_The exercise_
Copy out each of the following items exactly, leaving out the pictures.

__________________________________________________

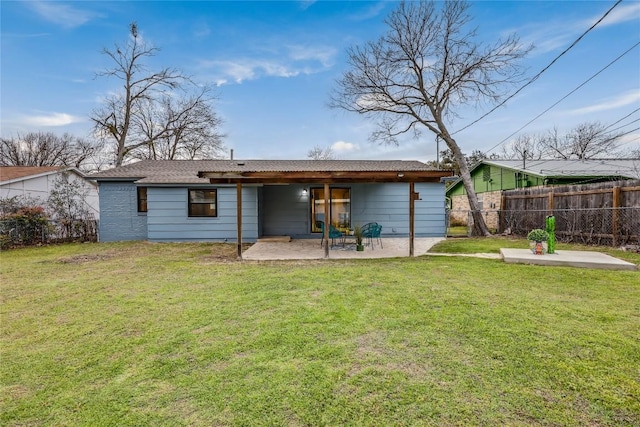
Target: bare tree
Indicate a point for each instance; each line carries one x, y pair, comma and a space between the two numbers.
48, 149
180, 128
448, 162
319, 153
154, 108
427, 64
585, 141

__________________________________________________

_Full response_
Target: bare tree
Indicate a point for each instance; each line carries one x, y pair, comma and a space between the two numbers.
48, 149
180, 128
448, 162
319, 153
154, 108
427, 64
585, 141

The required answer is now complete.